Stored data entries
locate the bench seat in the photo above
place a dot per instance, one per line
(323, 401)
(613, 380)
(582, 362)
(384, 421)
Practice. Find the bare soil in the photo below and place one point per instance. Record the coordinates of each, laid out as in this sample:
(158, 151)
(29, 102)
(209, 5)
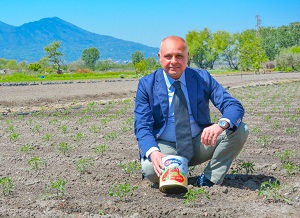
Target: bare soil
(83, 117)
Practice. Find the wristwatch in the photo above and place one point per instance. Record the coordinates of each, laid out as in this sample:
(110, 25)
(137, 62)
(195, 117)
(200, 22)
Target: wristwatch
(223, 124)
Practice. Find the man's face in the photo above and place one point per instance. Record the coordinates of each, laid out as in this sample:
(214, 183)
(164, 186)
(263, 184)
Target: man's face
(173, 57)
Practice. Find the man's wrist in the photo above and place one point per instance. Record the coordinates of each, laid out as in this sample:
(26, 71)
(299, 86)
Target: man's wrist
(223, 124)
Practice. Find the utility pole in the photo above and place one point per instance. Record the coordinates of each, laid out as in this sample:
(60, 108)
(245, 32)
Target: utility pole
(258, 21)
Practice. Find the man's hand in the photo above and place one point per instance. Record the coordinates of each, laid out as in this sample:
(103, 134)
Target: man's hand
(156, 157)
(210, 135)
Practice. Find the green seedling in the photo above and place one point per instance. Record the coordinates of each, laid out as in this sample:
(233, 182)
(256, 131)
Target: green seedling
(111, 136)
(36, 162)
(263, 140)
(94, 129)
(13, 136)
(190, 197)
(64, 128)
(6, 185)
(285, 156)
(122, 191)
(272, 191)
(100, 149)
(83, 163)
(244, 166)
(77, 137)
(47, 137)
(63, 147)
(59, 186)
(27, 148)
(130, 167)
(10, 129)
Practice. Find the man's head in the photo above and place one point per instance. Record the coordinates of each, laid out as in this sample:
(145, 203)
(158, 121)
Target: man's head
(173, 56)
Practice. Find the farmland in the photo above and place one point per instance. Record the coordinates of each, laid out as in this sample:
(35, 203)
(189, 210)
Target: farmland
(68, 150)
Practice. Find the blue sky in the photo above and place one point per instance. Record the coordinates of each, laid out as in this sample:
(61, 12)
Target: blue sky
(149, 21)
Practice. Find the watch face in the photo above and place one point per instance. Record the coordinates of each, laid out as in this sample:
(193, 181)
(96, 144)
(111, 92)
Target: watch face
(222, 123)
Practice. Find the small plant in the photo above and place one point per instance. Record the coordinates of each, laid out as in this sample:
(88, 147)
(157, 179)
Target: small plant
(264, 140)
(77, 137)
(94, 129)
(6, 185)
(122, 191)
(130, 167)
(100, 149)
(256, 130)
(248, 167)
(272, 191)
(291, 130)
(63, 147)
(83, 163)
(36, 162)
(59, 186)
(47, 137)
(64, 128)
(27, 148)
(190, 197)
(13, 136)
(111, 136)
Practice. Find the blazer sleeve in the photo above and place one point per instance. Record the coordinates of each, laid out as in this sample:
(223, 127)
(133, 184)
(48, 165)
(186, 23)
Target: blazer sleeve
(229, 107)
(143, 118)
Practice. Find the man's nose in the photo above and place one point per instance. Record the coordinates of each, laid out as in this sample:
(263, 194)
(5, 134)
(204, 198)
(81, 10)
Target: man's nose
(174, 59)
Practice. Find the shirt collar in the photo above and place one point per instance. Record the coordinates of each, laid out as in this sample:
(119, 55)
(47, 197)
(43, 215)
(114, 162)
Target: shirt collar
(169, 81)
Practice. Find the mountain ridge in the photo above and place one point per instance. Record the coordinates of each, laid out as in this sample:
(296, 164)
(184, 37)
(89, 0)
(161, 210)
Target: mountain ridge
(27, 42)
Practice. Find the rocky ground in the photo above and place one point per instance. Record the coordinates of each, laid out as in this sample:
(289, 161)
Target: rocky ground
(69, 151)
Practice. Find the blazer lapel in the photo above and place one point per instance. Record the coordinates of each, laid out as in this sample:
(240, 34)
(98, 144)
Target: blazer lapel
(191, 83)
(160, 90)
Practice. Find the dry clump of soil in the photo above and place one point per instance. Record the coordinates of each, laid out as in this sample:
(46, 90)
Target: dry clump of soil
(88, 141)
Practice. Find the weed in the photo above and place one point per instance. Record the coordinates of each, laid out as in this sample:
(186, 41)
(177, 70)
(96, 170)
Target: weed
(256, 130)
(13, 136)
(83, 163)
(27, 148)
(111, 136)
(248, 167)
(190, 197)
(6, 185)
(272, 191)
(47, 137)
(63, 147)
(122, 191)
(77, 137)
(59, 186)
(263, 140)
(130, 167)
(36, 162)
(100, 149)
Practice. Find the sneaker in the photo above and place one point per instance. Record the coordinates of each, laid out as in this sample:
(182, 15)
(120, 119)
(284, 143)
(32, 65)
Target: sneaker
(203, 181)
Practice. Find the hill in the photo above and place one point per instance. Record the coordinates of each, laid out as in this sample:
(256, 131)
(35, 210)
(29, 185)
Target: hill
(27, 42)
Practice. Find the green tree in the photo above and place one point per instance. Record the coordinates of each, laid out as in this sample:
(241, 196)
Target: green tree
(140, 67)
(226, 47)
(201, 48)
(136, 57)
(151, 63)
(90, 56)
(251, 53)
(53, 55)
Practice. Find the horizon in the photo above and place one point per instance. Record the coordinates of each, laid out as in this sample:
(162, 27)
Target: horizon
(149, 22)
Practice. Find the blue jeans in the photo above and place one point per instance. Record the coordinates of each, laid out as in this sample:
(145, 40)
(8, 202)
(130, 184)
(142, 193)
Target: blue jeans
(229, 145)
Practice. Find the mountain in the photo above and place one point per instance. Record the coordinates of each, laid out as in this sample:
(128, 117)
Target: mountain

Your instructions> Print every entry verbatim and leave all pictures out.

Task result>
locate the bench seat in the photo above
place a dot per instance, one per line
(323, 401)
(613, 380)
(582, 362)
(384, 421)
Practice. Find the bare soil in the photo below and place one point per instance. Record the coordinates of each, laid out as in this sample:
(158, 151)
(29, 102)
(209, 5)
Target: bare soil
(83, 117)
Practice. Find the wristwatch in the photo above and place one point per instance. Record the coordinates of each, laid out as in this sample:
(110, 25)
(137, 62)
(195, 117)
(200, 22)
Target: wristwatch
(223, 124)
Practice. Find the man's face in the photo above and place one point per instance. Record the coordinates of each, laid out as in this sample:
(214, 183)
(164, 186)
(263, 184)
Target: man's face
(173, 57)
Practice. Find the man's wrist in the photo above and place one point per instance. Record the coordinates of each, laid out as in this sample:
(26, 71)
(299, 86)
Target: man's wrist
(223, 124)
Practice. Find the utility pole in the photo above and place one point per instance. Record the coordinates of each, laid out as in this sample:
(60, 108)
(245, 32)
Target: utility pole
(258, 21)
Practice. Find the man's hand in the photo above and place one point per instance. Record the coordinates of each, laid out as in this sample:
(103, 134)
Target: man's hand
(156, 157)
(210, 135)
Practice. Find the green seedling in the photo above and place one point per instance. Record the coordinates of each, laid out as in this sample:
(233, 182)
(256, 131)
Target: green seedling
(111, 136)
(36, 162)
(263, 140)
(94, 129)
(13, 136)
(190, 197)
(64, 128)
(6, 185)
(285, 156)
(122, 191)
(272, 191)
(100, 149)
(83, 163)
(244, 166)
(77, 137)
(47, 137)
(63, 147)
(59, 186)
(27, 148)
(130, 167)
(10, 129)
Practice. Find the man's head in the photo above and place one point per instance. Record the coordinates of each, laid out as in this sample:
(145, 203)
(158, 121)
Target: man's head
(173, 56)
Practice. Find the farmland in the photo above and place one point per instance. Record the coordinates of each, laid out as in this sample:
(35, 203)
(189, 210)
Target: farmland
(68, 150)
Practice. Find the blue sky in the photo above and place one point per instance. Record the coordinates of each, laid out as in this sample:
(61, 12)
Target: blue sky
(149, 21)
Practice. Find the watch face in the photo above and place one point per instance. Record the coordinates of each, laid out as in this sample:
(193, 181)
(96, 144)
(111, 92)
Target: watch face
(222, 123)
Practice. Find the small plant in the photo above and place one point per instance. Record the coordinates of each, laid out as in this sample:
(88, 147)
(157, 179)
Target: small plant
(264, 140)
(77, 137)
(94, 129)
(6, 185)
(122, 191)
(130, 167)
(100, 149)
(256, 130)
(248, 167)
(272, 191)
(291, 130)
(63, 147)
(83, 163)
(36, 162)
(59, 186)
(47, 137)
(64, 128)
(27, 148)
(190, 197)
(13, 136)
(111, 136)
Practice. Find the blazer sleeve in the photo above and place one point per instance. Record the coordinates of each, laid out as in this sample:
(223, 127)
(133, 184)
(48, 165)
(186, 23)
Target: blazer sleeve
(229, 107)
(143, 118)
Practice. Find the man's nose in the photo above and place one point per instance. Record the coordinates of each, laid out as in this sample:
(263, 194)
(5, 134)
(204, 198)
(81, 10)
Target: man's nose
(174, 59)
Practice. Find the shirt collar in the photo above and place one point per instance. Record the coordinates of each, laid out as in this sample:
(119, 55)
(47, 197)
(43, 215)
(114, 162)
Target: shirt collar
(169, 81)
Practice. Find the mountain ridge in the photo above and place one point per instance. Record the coordinates of each, laid out as in this sample:
(296, 164)
(184, 37)
(89, 0)
(161, 210)
Target: mountain ridge
(27, 42)
Practice. Find the rocky ground in the photo above and place one point per instance. Record the coordinates of each, laid out as in this sample:
(289, 161)
Target: rocky ground
(69, 151)
Practice. Find the blazer lapel in the photo above and place one point per instance. Record the coordinates of each, laid out as in this sample:
(240, 34)
(98, 144)
Target: blazer lapel
(191, 83)
(160, 90)
Practice. Find the dry clump of soil in the photo above and place one point per instance. Record the coordinates of each, laid out as in this sample:
(46, 90)
Target: dry clump of soil
(88, 141)
Practice. Find the weed in the photo above and place one point per instance. Record the coordinates of each, laid out as in this sample:
(186, 41)
(177, 70)
(96, 170)
Target: weed
(256, 130)
(13, 136)
(83, 163)
(27, 148)
(111, 136)
(248, 167)
(190, 197)
(6, 185)
(272, 191)
(47, 137)
(63, 147)
(122, 191)
(77, 137)
(59, 186)
(263, 140)
(130, 167)
(36, 162)
(100, 149)
Practice. Find the sneaker in the photo above and place one point per instance. Record the coordinates of each, laid out as in this sample:
(182, 15)
(120, 119)
(284, 143)
(32, 65)
Target: sneaker
(203, 181)
Practice. Find the hill in the photo above and place one point per instance. Record the coordinates of each, laid out as in this sample:
(256, 131)
(35, 210)
(29, 185)
Target: hill
(27, 42)
Practice. Find the green tree in the photo above and place one point per instance. Record the coordinates of each, laid out as in this sample:
(241, 196)
Target: green tree
(140, 67)
(226, 47)
(201, 48)
(136, 57)
(151, 63)
(90, 56)
(251, 53)
(53, 55)
Practice. Find the horizon in the photo above and place one point per instance. Record the coordinates of each, laid out as in this sample:
(162, 27)
Target: horizon
(149, 22)
Practice. Find the blue jeans in the photo above and place one point per instance. Record the coordinates of each, laid out as in this sample:
(145, 40)
(8, 202)
(130, 184)
(142, 193)
Target: blue jeans
(229, 145)
Practice. Find the mountain in the photo above and place one point per instance. Record the coordinates of each, laid out as in this sample:
(128, 117)
Target: mountain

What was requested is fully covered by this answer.